**TASK OBJECTIVE:**
Please retype the data below in full.

START RECORDS SUPPLIED

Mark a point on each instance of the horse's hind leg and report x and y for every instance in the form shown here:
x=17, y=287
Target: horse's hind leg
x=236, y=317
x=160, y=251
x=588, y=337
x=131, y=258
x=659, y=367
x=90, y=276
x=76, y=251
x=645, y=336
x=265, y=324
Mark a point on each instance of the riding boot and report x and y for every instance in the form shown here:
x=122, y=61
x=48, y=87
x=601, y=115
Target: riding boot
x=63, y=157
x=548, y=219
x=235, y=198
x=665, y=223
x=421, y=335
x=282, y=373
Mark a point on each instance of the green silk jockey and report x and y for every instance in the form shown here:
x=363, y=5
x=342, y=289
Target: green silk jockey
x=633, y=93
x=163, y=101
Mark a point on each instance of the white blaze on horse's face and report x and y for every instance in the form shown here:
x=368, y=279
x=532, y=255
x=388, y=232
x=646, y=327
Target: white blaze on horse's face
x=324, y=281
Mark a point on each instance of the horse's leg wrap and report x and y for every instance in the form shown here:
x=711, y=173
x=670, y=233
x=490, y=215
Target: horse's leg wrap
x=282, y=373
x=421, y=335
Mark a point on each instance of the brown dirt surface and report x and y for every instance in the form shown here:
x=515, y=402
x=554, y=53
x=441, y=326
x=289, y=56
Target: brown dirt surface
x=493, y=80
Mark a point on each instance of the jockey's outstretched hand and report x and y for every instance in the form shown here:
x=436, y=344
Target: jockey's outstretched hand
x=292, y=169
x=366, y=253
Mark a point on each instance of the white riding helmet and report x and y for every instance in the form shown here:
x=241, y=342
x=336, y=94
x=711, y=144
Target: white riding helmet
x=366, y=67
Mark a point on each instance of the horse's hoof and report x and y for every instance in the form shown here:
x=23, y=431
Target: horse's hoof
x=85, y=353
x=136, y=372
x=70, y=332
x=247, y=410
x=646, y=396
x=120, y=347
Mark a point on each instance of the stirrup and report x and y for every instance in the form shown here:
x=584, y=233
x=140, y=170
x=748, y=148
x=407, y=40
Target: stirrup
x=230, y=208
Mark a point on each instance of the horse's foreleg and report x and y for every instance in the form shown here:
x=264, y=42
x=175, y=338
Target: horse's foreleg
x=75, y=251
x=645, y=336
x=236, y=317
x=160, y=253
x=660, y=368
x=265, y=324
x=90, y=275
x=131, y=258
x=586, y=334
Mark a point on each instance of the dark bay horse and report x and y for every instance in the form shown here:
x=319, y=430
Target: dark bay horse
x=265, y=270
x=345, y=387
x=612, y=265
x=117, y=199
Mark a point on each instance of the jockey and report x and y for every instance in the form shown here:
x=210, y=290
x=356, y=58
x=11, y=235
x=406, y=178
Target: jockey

END RECORDS SUPPLIED

**RESPONSE TO THE EXERCISE:**
Mark a point on each instance of the horse's hind leg and report x and y for every instance in the form shown here:
x=17, y=287
Target: horse's hind leg
x=236, y=317
x=160, y=251
x=588, y=337
x=131, y=258
x=659, y=367
x=90, y=276
x=76, y=251
x=645, y=336
x=265, y=324
Mark a point on each instance of the riding boot and report x and y for every instance in the form shown here:
x=122, y=61
x=48, y=87
x=601, y=115
Target: riding boot
x=63, y=157
x=548, y=219
x=235, y=198
x=665, y=223
x=421, y=335
x=282, y=373
Mark a point on each instance of the green silk jockey and report x and y for every instance in the form shown here:
x=363, y=5
x=342, y=289
Target: green silk jockey
x=633, y=93
x=163, y=101
Mark a point on each instance of the white blaze on horse's face and report x and y for every instance in the form shown here:
x=368, y=279
x=532, y=255
x=388, y=232
x=646, y=327
Target: white blaze on horse's face
x=324, y=281
Mark a point on each instance of the horse's leg wrap and report x and y for every instance in the form shown here:
x=711, y=173
x=670, y=233
x=490, y=215
Target: horse's leg wrap
x=282, y=373
x=421, y=335
Mark a point on each instance of the brown dirt surface and report x and y for every instance in the form shown here:
x=515, y=402
x=554, y=53
x=441, y=326
x=289, y=56
Target: brown dirt surface
x=493, y=80
Mark a point on each instance of the jockey's outstretched hand and report x and y for every instance in the form shown here:
x=436, y=344
Target: jockey's outstretched hand
x=292, y=169
x=366, y=253
Mark a point on each instance of the white riding helmet and report x and y for every instance in the form shown here:
x=241, y=342
x=336, y=94
x=711, y=144
Target: white riding helmet
x=366, y=67
Mark a point on each instance of the horse's hoof and report x and y for every instance in the form shown here:
x=23, y=431
Target: horse's hoof
x=85, y=353
x=136, y=372
x=70, y=332
x=247, y=410
x=646, y=396
x=120, y=347
Mark a point on each instance of the stirrup and report x and y for every instance in the form shown here:
x=584, y=233
x=140, y=170
x=748, y=148
x=407, y=40
Target: stirrup
x=230, y=208
Mark a point on each instance of the horse's foreleg and report x and y for every instance in the form shown here:
x=264, y=42
x=175, y=338
Target: horse's foreleg
x=75, y=251
x=645, y=336
x=236, y=317
x=160, y=253
x=660, y=368
x=265, y=324
x=90, y=275
x=131, y=258
x=586, y=334
Mark a point on each instance of the dark bay horse and report x and y for every instance in the form shown here:
x=319, y=430
Target: dark bay horse
x=265, y=270
x=345, y=387
x=612, y=265
x=117, y=199
Mark a point on each instance of the jockey and report x and y for every instance in the form shown here:
x=210, y=290
x=356, y=58
x=11, y=235
x=406, y=178
Target: jockey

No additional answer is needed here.